• Extract to read:
## Start

Overall, while the essay presents relevant ideas, improving grammatical range and accuracy will significantly enhance the clarity and effectiveness of the writing.
Bài sửa mẫu
Moving away from the family is becoming a prevalent trend and has numerous effects on individuals and their families. I will discuss the reasons and effects before presenting my opinion at the conclusion of this essay.
The first reason is job opportunities. Many people migrate to different cities to find better career prospects. Large companies require a significant number of employees and often offer reliable salaries, which are usually located in major cities. Therefore, individuals may choose to live in these urban areas to access more options and secure a better income.
Another reason is the higher quality of life. In big cities, there are high-quality, diverse services available, such as healthcare. Healthcare services in urban areas often feature large, modern facilities, and the doctors possess greater expertise than those in other regions. Consequently, people might move to enjoy a higher quality of life and a better environment for their overall development.

## End

• To-do list:
1. Reproduce the part of the essay excerpt that begins with "The first reason" and ends with "a better income.".
2. In the essay excerpt, what is the first reason given for moving away from the family?

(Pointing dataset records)
## Start

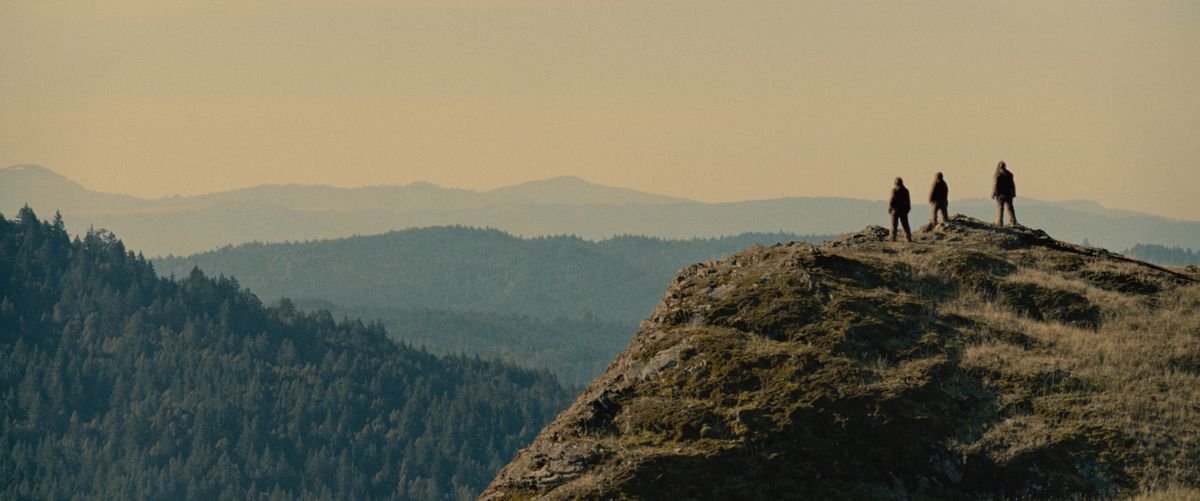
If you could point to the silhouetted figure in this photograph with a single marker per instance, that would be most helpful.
(939, 200)
(899, 207)
(1005, 191)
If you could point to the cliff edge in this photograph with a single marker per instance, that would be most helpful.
(976, 362)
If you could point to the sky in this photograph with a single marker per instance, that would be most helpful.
(715, 101)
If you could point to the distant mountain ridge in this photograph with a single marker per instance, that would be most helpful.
(556, 206)
(972, 363)
(563, 303)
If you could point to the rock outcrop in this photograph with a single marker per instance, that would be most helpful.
(976, 362)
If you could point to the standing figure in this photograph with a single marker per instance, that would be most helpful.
(939, 200)
(899, 207)
(1005, 191)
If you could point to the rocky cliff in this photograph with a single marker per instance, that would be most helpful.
(976, 362)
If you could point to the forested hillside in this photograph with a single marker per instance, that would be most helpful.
(561, 302)
(118, 384)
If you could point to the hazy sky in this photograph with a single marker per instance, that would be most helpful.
(708, 100)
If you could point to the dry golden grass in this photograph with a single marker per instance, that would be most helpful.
(1140, 373)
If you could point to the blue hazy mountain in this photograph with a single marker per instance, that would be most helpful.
(556, 206)
(563, 302)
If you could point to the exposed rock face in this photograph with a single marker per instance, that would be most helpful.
(967, 364)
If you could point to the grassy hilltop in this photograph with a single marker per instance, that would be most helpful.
(973, 363)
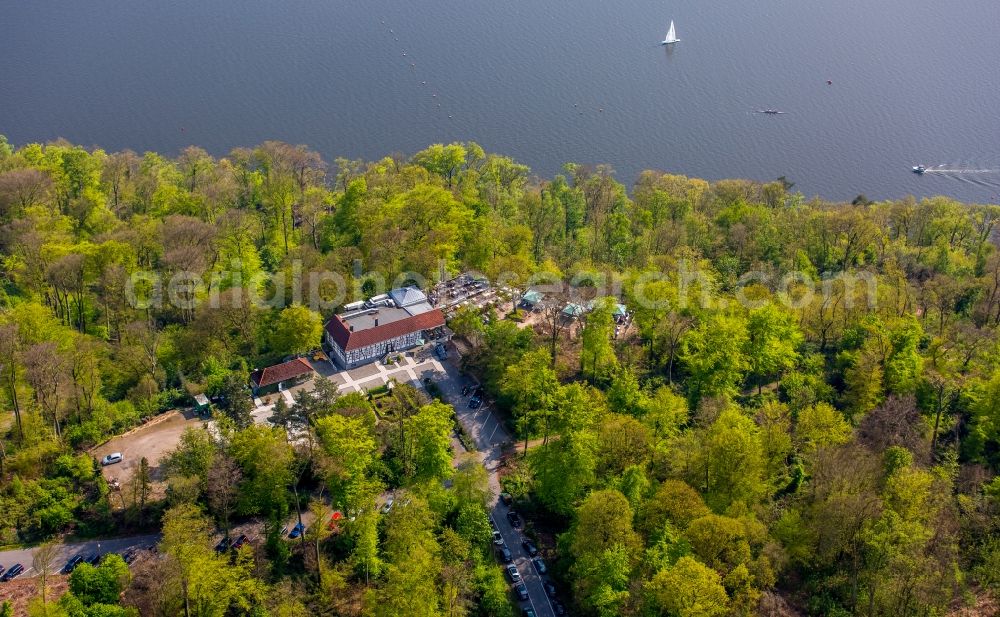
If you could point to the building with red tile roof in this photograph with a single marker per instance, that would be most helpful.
(279, 376)
(380, 327)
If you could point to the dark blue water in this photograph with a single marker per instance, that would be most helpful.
(914, 81)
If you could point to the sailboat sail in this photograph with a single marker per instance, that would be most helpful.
(671, 35)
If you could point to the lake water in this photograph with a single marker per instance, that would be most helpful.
(914, 81)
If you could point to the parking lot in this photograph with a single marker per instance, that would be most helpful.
(152, 440)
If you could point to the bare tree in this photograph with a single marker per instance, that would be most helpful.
(10, 351)
(43, 561)
(20, 188)
(48, 374)
(223, 480)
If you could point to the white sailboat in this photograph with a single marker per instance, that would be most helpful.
(671, 35)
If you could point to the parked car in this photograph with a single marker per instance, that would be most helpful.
(513, 574)
(539, 564)
(530, 547)
(111, 459)
(522, 591)
(72, 564)
(514, 519)
(14, 571)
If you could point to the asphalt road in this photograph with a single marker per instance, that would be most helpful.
(67, 551)
(489, 436)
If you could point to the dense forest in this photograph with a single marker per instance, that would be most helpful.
(803, 419)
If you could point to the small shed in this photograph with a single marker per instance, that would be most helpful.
(201, 404)
(532, 299)
(573, 311)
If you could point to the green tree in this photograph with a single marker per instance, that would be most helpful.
(101, 584)
(296, 330)
(597, 356)
(713, 354)
(688, 589)
(771, 343)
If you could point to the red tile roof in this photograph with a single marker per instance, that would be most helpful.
(281, 372)
(347, 340)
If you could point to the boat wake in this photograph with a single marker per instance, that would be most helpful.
(981, 176)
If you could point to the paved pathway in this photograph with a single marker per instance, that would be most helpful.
(490, 436)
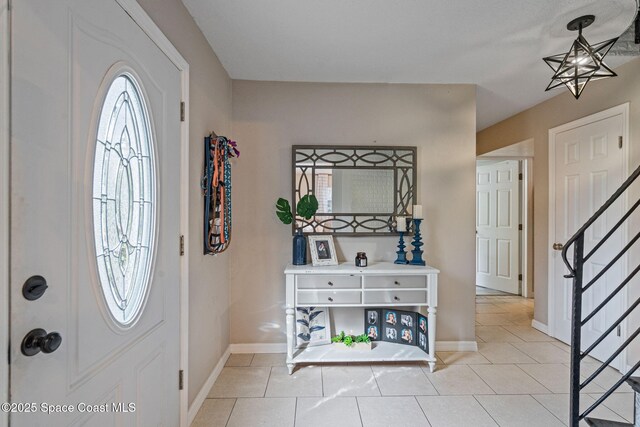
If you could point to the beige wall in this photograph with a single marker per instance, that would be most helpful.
(535, 123)
(268, 118)
(210, 109)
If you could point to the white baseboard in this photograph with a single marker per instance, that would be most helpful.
(540, 326)
(204, 391)
(282, 347)
(456, 346)
(276, 347)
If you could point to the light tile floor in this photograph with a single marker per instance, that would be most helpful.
(519, 377)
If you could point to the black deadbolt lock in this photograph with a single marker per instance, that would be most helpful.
(34, 287)
(39, 340)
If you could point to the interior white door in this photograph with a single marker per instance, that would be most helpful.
(497, 226)
(588, 170)
(95, 185)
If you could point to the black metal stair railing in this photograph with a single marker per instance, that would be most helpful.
(578, 322)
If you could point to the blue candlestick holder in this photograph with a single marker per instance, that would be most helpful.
(417, 244)
(402, 254)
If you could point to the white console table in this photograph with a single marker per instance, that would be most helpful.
(381, 284)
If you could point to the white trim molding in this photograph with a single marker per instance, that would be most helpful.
(198, 401)
(276, 347)
(5, 200)
(622, 110)
(282, 347)
(137, 13)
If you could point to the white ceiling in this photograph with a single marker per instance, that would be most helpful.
(495, 44)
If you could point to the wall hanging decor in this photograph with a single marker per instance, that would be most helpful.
(216, 189)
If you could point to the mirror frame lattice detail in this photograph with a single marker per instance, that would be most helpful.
(402, 160)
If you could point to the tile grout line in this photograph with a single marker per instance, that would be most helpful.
(531, 376)
(485, 409)
(540, 403)
(376, 380)
(231, 412)
(359, 412)
(295, 412)
(483, 380)
(266, 387)
(422, 409)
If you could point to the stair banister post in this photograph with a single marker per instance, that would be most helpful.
(576, 325)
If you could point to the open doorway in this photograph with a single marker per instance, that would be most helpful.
(504, 229)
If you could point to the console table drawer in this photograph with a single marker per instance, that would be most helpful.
(395, 297)
(395, 282)
(328, 282)
(328, 297)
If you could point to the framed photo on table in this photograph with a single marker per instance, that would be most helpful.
(323, 250)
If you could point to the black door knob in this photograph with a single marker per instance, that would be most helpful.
(39, 340)
(34, 287)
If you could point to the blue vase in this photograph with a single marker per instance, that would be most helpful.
(299, 248)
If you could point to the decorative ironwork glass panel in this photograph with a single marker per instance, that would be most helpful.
(124, 199)
(360, 189)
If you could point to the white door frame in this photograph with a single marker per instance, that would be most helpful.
(4, 205)
(157, 36)
(553, 132)
(527, 186)
(5, 196)
(140, 17)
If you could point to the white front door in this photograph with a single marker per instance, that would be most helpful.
(95, 190)
(588, 170)
(497, 226)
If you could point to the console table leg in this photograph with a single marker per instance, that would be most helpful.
(290, 338)
(432, 337)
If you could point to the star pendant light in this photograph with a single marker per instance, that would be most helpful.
(582, 63)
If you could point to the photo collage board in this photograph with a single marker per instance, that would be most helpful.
(397, 326)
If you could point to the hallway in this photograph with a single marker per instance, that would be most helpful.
(518, 377)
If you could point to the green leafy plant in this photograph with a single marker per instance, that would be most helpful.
(350, 340)
(306, 208)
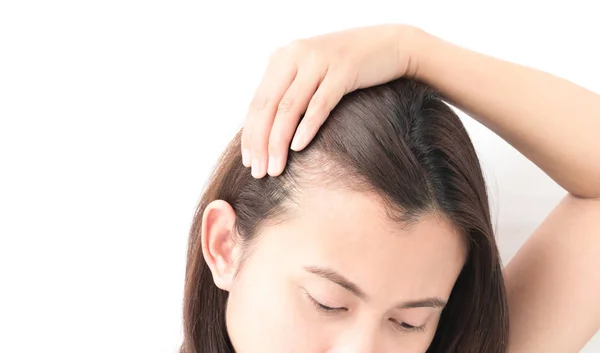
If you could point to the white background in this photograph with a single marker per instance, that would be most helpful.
(112, 114)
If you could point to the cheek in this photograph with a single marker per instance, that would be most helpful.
(265, 312)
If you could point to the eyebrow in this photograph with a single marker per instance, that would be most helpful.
(335, 277)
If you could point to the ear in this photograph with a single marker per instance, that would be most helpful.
(220, 244)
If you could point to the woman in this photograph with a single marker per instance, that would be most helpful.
(376, 237)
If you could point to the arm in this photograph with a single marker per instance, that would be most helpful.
(553, 283)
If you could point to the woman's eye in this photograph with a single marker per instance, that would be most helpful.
(403, 326)
(324, 308)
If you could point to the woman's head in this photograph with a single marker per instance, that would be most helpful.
(376, 238)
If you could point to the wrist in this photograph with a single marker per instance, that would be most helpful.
(418, 46)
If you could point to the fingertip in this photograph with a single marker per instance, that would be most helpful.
(246, 157)
(276, 166)
(299, 141)
(258, 168)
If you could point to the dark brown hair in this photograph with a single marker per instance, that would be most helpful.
(401, 142)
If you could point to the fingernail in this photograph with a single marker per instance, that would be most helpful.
(257, 168)
(298, 141)
(246, 157)
(274, 165)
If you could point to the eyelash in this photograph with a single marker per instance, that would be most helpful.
(403, 326)
(324, 308)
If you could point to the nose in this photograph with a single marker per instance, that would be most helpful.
(358, 343)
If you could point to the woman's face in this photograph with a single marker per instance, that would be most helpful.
(339, 276)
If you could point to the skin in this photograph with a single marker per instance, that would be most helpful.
(388, 285)
(552, 285)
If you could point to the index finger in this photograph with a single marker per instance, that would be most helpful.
(278, 77)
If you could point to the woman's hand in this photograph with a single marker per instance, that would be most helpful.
(310, 76)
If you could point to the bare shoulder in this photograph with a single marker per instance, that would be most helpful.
(553, 282)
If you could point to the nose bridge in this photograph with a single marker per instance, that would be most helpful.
(362, 337)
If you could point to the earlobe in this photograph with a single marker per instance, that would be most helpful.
(220, 243)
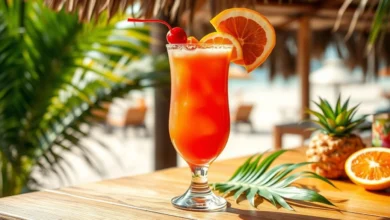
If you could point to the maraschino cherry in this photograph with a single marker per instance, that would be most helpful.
(175, 35)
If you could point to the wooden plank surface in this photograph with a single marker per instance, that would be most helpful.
(148, 197)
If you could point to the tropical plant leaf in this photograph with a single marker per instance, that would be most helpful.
(53, 71)
(275, 185)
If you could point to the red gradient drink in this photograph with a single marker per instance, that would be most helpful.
(199, 122)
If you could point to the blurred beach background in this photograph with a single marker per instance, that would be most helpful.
(130, 152)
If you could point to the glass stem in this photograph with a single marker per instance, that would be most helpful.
(199, 182)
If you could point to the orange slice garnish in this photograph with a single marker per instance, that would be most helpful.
(192, 40)
(252, 30)
(370, 168)
(223, 38)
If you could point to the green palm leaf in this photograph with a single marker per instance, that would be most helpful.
(53, 71)
(275, 185)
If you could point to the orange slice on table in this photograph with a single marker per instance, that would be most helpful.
(252, 30)
(192, 40)
(223, 38)
(370, 168)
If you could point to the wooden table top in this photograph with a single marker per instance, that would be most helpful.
(148, 197)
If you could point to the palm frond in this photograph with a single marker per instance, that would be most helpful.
(53, 72)
(255, 178)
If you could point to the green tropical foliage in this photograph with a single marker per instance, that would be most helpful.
(338, 121)
(53, 71)
(275, 185)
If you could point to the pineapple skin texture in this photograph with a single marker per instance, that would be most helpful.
(330, 154)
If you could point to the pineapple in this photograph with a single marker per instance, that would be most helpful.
(335, 142)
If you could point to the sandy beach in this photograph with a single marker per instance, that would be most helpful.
(128, 154)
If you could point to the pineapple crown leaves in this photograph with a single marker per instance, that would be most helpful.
(255, 178)
(337, 121)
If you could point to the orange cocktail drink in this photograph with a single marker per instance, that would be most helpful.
(199, 122)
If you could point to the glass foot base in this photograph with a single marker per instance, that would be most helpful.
(199, 202)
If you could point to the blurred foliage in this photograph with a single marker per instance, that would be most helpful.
(53, 71)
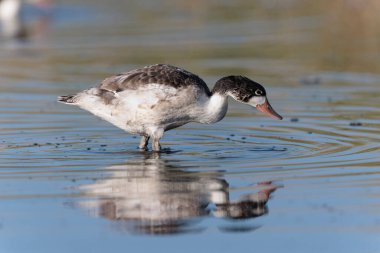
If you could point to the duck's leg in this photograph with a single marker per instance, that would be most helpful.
(144, 142)
(156, 139)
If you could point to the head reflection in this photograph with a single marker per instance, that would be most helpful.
(151, 196)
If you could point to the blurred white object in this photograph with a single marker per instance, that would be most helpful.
(10, 18)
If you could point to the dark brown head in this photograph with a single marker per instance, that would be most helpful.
(246, 91)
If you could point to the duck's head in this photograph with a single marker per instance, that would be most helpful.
(246, 91)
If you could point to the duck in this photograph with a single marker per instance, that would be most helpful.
(151, 100)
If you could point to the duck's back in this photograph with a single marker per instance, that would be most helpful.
(154, 96)
(159, 74)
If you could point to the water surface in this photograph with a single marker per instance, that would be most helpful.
(310, 183)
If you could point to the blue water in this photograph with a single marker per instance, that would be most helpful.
(70, 182)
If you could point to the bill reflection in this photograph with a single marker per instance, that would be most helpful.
(155, 196)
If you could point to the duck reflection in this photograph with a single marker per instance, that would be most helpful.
(152, 196)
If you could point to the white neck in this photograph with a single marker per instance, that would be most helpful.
(214, 109)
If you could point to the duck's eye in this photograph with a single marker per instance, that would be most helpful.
(259, 92)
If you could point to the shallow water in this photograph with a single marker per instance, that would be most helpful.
(309, 183)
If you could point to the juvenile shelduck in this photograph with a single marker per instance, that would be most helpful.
(156, 98)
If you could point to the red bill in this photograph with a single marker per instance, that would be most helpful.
(267, 109)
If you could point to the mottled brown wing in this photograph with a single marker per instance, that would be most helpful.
(159, 74)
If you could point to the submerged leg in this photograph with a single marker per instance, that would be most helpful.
(156, 145)
(144, 142)
(156, 139)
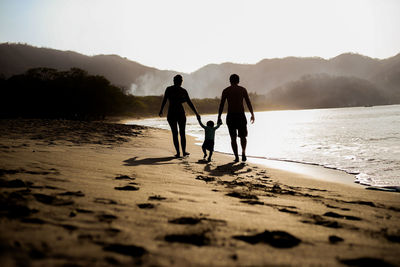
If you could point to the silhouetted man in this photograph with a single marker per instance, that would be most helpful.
(176, 113)
(236, 119)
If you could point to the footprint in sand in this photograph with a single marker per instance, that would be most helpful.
(277, 239)
(106, 217)
(242, 195)
(197, 220)
(52, 200)
(124, 177)
(319, 220)
(128, 250)
(127, 188)
(197, 239)
(146, 206)
(366, 261)
(106, 201)
(157, 197)
(206, 179)
(340, 216)
(70, 193)
(333, 239)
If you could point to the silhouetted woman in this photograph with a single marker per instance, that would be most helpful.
(176, 113)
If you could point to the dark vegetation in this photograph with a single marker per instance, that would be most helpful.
(65, 84)
(74, 94)
(48, 93)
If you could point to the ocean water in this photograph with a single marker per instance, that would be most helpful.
(364, 141)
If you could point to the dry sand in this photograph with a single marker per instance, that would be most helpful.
(97, 194)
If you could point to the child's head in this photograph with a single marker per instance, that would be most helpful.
(210, 124)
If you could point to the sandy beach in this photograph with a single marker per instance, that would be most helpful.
(103, 194)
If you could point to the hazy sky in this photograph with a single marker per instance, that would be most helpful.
(184, 35)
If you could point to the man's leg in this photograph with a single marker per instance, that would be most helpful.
(174, 130)
(243, 142)
(234, 148)
(209, 156)
(204, 151)
(182, 133)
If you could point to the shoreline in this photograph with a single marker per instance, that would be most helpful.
(312, 170)
(98, 194)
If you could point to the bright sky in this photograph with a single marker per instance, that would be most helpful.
(184, 35)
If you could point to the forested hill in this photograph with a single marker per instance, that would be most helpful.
(348, 79)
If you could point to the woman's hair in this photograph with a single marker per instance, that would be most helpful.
(178, 79)
(234, 79)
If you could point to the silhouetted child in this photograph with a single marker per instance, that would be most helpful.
(209, 138)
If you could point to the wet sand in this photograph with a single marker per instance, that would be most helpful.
(100, 194)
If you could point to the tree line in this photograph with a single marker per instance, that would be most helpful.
(75, 94)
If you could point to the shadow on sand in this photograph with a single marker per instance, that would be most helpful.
(148, 161)
(228, 168)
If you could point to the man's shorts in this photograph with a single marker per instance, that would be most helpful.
(209, 145)
(237, 124)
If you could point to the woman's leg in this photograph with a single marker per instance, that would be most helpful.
(174, 129)
(182, 129)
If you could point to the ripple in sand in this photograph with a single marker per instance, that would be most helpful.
(127, 188)
(277, 239)
(128, 250)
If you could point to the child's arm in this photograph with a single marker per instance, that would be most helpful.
(216, 127)
(201, 124)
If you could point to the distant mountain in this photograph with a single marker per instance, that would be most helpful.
(17, 58)
(267, 77)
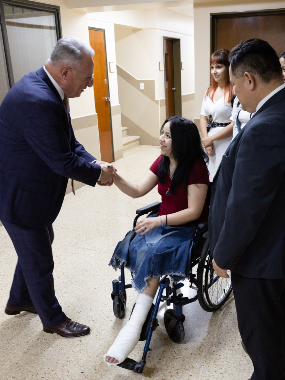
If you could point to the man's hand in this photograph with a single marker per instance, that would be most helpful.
(107, 175)
(219, 271)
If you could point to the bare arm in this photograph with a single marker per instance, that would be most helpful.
(136, 190)
(196, 200)
(203, 126)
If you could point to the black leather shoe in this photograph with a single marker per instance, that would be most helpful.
(68, 329)
(13, 310)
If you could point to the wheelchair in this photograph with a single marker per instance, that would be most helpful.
(212, 292)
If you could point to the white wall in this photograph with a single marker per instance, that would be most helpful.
(139, 44)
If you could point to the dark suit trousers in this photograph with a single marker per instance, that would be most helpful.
(33, 279)
(260, 305)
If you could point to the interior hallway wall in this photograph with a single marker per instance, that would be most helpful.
(139, 51)
(202, 39)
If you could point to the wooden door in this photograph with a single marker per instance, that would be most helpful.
(169, 77)
(101, 94)
(228, 30)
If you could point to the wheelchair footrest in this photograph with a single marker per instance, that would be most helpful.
(176, 319)
(132, 365)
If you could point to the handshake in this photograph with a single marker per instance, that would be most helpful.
(108, 173)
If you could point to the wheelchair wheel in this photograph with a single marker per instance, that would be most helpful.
(213, 291)
(174, 327)
(119, 305)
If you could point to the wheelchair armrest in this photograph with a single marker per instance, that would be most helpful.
(146, 209)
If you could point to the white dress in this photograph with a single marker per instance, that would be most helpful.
(221, 112)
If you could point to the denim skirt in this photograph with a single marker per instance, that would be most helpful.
(165, 250)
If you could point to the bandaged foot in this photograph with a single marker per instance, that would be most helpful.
(129, 335)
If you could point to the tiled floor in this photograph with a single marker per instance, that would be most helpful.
(86, 232)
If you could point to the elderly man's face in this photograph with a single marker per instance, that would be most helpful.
(242, 91)
(80, 77)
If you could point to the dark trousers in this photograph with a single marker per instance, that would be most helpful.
(33, 279)
(260, 305)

## End

• Final results:
1.
The first reason is job opportunities. Many people migrate to different cities to find better career prospects. Large companies require a significant number of employees and often offer reliable salaries, which are usually located in major cities. Therefore, individuals may choose to live in these urban areas to access more options and secure a better income.

2. Job opportunities.